▶ Quoted text
※
People Should Stop Pontificating

Oct 05, 2014 10:15


Originally published at Quantum Matrix Scribe. Please leave any comments there.

My mother has a funny quote: “Opinions are like armpits. Everybody has two, and they usually stink.”

I can’t argue with that. Over the past few years I’ve lived in the DC area and become more involved in public policy debates, philosophical discussions, and politics, I’ve seen this ring true dozens and dozens of time over. Everybody has an opinion. And, with few exceptions, these opinions are generally awful.

I don’t mean they’re awful in that I disagree with them. I don’t mean they’re awful in that they come to the wrong conclusions. I mean that they’re awful because of shoddy reasoning, faulty premises, and often just kneejerk, instinctive responses rather than anything genuinely intelligent. You can be a smart person whom I respect even if we fundamentally disagree on certain points. But I won’t respect you if your logic is rubbish, you resort to fallacies, and you demand others do the research for you.
※
▶ Your tasks
a) Print the part of the essay on opinions starting with "I don’t mean they’re awful in that I" and going on through "research for you.".
b) Summarize the essay on opinions in two sentences.
The records have no connection to the essay on opinions.

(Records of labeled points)
※
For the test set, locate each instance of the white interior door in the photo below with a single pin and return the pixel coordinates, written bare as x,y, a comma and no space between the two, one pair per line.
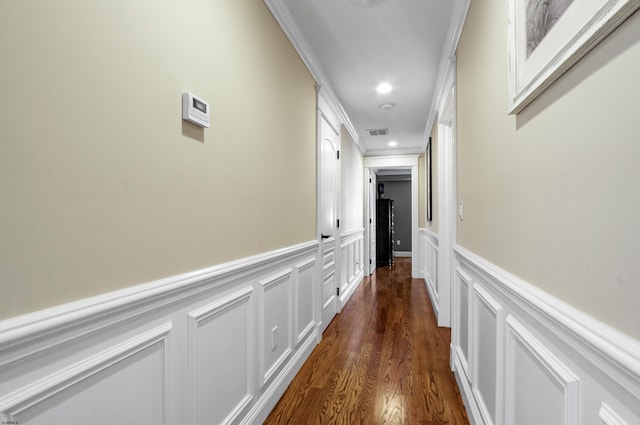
329,147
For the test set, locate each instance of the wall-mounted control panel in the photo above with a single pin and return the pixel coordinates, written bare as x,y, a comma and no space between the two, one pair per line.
195,110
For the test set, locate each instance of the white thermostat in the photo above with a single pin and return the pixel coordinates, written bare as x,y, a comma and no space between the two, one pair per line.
195,110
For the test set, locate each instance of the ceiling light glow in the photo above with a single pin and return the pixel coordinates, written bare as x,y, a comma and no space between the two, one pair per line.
384,88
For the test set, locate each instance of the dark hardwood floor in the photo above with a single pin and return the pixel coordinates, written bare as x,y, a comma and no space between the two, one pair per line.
382,360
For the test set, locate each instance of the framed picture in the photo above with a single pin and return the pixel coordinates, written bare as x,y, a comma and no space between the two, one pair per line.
429,183
546,37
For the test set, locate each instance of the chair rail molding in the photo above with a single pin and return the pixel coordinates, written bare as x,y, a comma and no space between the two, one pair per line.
569,367
214,345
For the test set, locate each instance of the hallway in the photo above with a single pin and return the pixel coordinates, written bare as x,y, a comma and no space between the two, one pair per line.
382,360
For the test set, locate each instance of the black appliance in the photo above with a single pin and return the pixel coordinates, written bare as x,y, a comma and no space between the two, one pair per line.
385,234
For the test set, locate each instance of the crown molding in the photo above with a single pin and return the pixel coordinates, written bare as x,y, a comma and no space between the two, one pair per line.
289,26
447,60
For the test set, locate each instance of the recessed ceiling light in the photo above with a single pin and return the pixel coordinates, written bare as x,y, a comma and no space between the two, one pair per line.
384,88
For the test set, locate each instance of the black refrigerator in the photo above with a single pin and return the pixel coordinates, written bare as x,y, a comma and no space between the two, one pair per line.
384,232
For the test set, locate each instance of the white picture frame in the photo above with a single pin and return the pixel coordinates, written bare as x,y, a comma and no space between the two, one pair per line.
578,26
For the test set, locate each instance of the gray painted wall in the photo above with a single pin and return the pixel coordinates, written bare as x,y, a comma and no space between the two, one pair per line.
400,192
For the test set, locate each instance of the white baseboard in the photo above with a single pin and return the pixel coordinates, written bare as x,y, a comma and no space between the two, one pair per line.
218,345
534,359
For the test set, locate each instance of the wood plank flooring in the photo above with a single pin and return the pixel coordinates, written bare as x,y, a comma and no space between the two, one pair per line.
383,360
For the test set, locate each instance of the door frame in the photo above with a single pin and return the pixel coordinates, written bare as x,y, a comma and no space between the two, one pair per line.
326,111
447,192
373,163
370,182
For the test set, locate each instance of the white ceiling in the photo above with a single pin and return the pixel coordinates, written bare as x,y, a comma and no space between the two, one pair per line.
352,48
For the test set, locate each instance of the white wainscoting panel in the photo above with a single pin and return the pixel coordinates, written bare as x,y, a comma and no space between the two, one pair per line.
77,393
530,359
221,359
539,389
609,417
277,326
352,267
460,331
197,348
428,264
304,311
486,353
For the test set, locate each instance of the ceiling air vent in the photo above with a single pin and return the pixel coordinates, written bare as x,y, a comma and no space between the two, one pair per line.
378,132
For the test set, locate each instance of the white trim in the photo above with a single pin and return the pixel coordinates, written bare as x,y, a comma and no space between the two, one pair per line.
26,397
609,417
458,18
590,24
391,161
447,189
498,312
617,355
33,333
518,334
588,361
272,394
289,26
203,313
301,335
47,351
268,283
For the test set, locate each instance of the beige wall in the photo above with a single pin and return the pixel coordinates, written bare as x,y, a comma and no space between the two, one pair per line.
104,186
550,194
352,183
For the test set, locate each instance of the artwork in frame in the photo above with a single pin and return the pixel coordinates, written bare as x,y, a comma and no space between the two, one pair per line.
429,183
547,37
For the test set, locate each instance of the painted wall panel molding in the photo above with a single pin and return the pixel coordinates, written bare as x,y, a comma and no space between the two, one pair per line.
158,351
21,400
547,354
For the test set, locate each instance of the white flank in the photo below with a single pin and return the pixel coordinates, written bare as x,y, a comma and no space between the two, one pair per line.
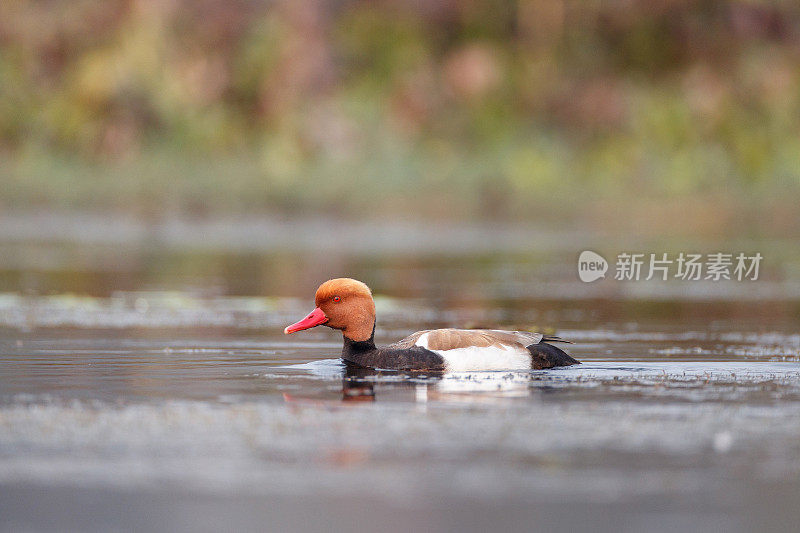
477,358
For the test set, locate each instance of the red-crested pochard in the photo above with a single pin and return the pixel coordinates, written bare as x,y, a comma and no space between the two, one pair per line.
346,304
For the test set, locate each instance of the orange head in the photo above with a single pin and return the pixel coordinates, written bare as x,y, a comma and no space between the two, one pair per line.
344,304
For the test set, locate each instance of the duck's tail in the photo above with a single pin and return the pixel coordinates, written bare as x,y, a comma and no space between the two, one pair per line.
545,355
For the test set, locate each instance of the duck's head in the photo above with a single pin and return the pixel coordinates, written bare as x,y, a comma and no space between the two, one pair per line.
342,303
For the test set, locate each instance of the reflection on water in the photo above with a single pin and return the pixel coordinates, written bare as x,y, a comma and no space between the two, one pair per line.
163,376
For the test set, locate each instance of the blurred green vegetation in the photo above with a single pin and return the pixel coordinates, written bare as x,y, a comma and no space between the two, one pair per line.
459,108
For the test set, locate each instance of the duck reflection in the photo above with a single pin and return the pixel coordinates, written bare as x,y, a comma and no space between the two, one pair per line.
359,383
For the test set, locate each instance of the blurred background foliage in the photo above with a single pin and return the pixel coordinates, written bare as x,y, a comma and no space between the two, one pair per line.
674,110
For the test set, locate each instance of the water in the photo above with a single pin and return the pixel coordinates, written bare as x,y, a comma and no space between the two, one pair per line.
155,391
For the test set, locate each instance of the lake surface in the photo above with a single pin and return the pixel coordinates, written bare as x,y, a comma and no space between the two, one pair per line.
149,387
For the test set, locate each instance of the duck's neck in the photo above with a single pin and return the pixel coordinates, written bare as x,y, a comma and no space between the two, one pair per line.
358,351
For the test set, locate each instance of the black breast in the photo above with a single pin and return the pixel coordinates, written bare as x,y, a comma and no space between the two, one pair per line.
365,354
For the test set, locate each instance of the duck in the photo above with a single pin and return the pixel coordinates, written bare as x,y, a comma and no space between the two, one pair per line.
347,305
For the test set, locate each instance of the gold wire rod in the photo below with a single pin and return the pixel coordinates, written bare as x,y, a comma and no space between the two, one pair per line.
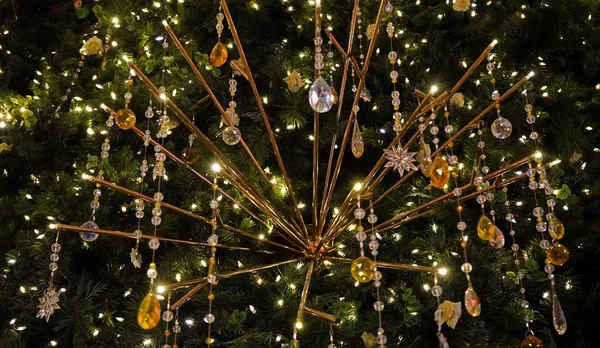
174,286
391,265
361,85
319,314
344,53
72,228
205,179
325,200
185,212
188,295
304,296
263,113
483,113
213,97
499,172
231,173
199,103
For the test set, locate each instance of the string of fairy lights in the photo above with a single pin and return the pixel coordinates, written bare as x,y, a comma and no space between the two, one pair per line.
89,237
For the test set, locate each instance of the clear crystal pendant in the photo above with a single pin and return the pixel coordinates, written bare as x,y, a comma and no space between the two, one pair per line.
319,96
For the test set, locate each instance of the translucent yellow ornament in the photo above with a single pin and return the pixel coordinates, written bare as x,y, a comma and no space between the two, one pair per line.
362,269
218,56
532,342
357,145
125,119
485,228
440,174
472,303
334,95
190,155
556,229
149,312
424,158
557,254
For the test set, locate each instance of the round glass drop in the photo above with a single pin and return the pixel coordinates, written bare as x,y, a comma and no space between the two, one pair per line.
89,236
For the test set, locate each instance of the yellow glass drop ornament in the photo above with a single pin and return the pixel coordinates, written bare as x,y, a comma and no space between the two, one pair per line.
556,229
362,269
190,155
472,303
358,146
440,174
334,95
532,342
125,119
149,312
424,158
558,254
485,228
218,56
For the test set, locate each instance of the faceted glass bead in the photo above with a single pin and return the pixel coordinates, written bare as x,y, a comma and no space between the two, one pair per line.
485,228
532,342
190,155
497,241
558,254
501,128
558,316
89,236
362,269
472,303
149,312
231,135
334,95
319,96
439,173
125,119
357,145
218,56
556,229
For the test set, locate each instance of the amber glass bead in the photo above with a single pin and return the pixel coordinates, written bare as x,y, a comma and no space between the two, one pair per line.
439,173
218,56
362,269
125,119
558,254
149,312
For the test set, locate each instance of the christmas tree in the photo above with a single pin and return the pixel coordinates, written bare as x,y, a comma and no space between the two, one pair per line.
67,70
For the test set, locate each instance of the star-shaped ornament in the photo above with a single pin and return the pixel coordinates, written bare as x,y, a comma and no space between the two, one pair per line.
136,258
400,159
48,303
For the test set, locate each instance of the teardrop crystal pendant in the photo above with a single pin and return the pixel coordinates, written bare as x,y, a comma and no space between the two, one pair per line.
424,158
149,312
558,316
334,95
319,96
485,228
440,173
497,241
472,302
218,56
357,145
501,128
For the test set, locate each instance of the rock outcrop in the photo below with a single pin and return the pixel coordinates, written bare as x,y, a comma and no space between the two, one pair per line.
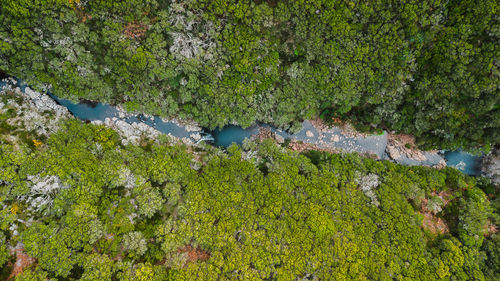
491,166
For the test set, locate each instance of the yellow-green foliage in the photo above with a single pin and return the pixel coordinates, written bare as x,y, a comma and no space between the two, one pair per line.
143,213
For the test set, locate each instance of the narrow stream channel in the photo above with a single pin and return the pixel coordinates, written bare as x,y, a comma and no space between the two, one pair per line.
334,138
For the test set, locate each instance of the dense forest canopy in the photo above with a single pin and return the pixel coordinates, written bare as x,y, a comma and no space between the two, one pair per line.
81,204
424,67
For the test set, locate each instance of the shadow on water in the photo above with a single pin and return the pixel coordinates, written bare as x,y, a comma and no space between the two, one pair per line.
90,110
92,104
232,134
3,75
467,163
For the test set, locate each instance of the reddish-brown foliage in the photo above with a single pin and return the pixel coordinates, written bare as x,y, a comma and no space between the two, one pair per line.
22,261
135,29
194,254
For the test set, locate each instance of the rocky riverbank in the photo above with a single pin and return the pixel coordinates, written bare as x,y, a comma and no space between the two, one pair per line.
135,127
40,113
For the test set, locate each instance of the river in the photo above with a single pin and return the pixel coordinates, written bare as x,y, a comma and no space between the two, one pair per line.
333,138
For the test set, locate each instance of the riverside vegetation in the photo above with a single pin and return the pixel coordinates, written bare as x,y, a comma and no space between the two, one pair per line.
80,204
427,68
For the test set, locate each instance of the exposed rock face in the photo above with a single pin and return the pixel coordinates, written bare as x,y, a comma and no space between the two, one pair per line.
491,166
399,145
37,111
440,165
131,133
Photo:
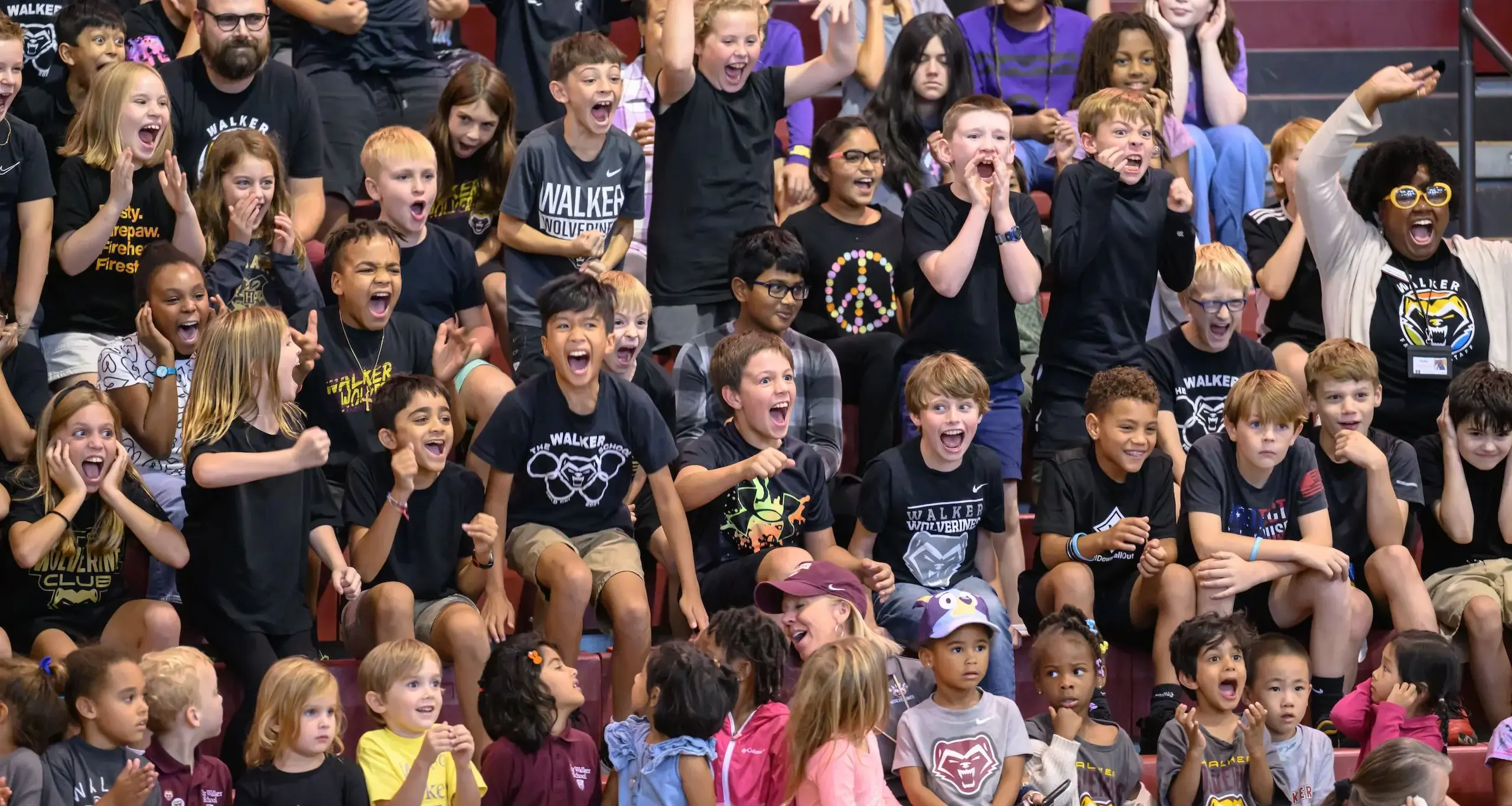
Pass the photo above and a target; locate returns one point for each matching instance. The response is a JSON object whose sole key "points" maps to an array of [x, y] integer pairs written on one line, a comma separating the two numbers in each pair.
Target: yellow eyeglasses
{"points": [[1405, 197]]}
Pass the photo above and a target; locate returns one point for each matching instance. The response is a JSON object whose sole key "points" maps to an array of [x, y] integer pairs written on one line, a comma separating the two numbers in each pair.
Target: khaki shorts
{"points": [[607, 553], [1454, 589]]}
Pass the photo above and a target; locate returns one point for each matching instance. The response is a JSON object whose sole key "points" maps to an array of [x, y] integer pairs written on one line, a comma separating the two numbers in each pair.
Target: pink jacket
{"points": [[751, 763], [1373, 723], [844, 775]]}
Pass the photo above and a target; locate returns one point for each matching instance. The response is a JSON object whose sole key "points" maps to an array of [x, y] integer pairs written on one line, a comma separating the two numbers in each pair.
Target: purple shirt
{"points": [[209, 784], [1197, 109], [563, 772], [1030, 71], [784, 47]]}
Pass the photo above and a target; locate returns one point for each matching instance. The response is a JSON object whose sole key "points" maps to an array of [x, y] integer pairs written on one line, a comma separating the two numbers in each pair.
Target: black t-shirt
{"points": [[1485, 498], [572, 471], [524, 38], [40, 46], [26, 376], [335, 782], [1213, 484], [1434, 305], [713, 177], [964, 322], [1194, 383], [1348, 489], [150, 37], [50, 111], [58, 584], [25, 176], [1299, 314], [761, 513], [457, 208], [430, 540], [395, 40], [279, 103], [856, 274], [926, 521], [100, 298], [1112, 241], [441, 277], [339, 391], [249, 543], [1078, 498]]}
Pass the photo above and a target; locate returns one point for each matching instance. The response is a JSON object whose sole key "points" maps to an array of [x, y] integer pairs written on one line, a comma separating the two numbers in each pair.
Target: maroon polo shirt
{"points": [[565, 772], [209, 784]]}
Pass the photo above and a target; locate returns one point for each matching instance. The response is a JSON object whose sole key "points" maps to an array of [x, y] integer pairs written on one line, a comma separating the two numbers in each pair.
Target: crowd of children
{"points": [[201, 418]]}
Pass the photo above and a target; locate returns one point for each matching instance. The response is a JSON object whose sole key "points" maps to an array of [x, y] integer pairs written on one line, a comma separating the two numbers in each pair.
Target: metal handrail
{"points": [[1472, 31]]}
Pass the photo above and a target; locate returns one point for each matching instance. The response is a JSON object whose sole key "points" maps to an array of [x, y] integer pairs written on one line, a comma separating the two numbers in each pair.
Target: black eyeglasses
{"points": [[799, 292], [229, 22], [1211, 306]]}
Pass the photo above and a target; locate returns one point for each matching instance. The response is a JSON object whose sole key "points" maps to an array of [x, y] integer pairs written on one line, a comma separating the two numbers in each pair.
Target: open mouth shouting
{"points": [[953, 439], [380, 303], [93, 469]]}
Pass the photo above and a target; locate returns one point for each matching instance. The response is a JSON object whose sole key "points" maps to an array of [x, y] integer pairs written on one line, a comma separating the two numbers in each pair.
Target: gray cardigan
{"points": [[1351, 253]]}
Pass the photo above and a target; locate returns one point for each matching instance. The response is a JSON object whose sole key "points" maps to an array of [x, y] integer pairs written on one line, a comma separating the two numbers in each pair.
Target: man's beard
{"points": [[238, 58]]}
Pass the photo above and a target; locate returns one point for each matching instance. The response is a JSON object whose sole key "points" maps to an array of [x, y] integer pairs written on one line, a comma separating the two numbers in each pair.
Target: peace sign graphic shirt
{"points": [[572, 471]]}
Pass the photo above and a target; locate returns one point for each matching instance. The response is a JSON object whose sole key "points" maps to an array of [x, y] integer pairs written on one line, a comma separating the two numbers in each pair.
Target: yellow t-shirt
{"points": [[386, 758]]}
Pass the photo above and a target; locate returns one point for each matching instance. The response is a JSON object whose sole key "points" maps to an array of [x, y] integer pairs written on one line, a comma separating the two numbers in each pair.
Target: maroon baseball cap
{"points": [[813, 580]]}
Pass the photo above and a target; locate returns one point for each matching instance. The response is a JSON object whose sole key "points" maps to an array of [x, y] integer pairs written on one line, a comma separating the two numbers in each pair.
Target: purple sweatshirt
{"points": [[1030, 71], [784, 47]]}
※
▶ Answers to the problems
a)
I don’t mean they’re awful in that I disagree with them. I don’t mean they’re awful in that they come to the wrong conclusions. I mean that they’re awful because of shoddy reasoning, faulty premises, and often just kneejerk, instinctive responses rather than anything genuinely intelligent. You can be a smart person whom I respect even if we fundamentally disagree on certain points. But I won’t respect you if your logic is rubbish, you resort to fallacies, and you demand others do the research for you.

b) The writer's mother likens opinions to armpits: everybody has two, and they usually stink. After living in the DC area and taking part in policy debates, philosophical discussions and politics, the writer finds most opinions awful because of shoddy reasoning, faulty premises and kneejerk responses, and will respect someone who disagrees but not someone whose logic is rubbish, who resorts to fallacies, or who demands that others do the research.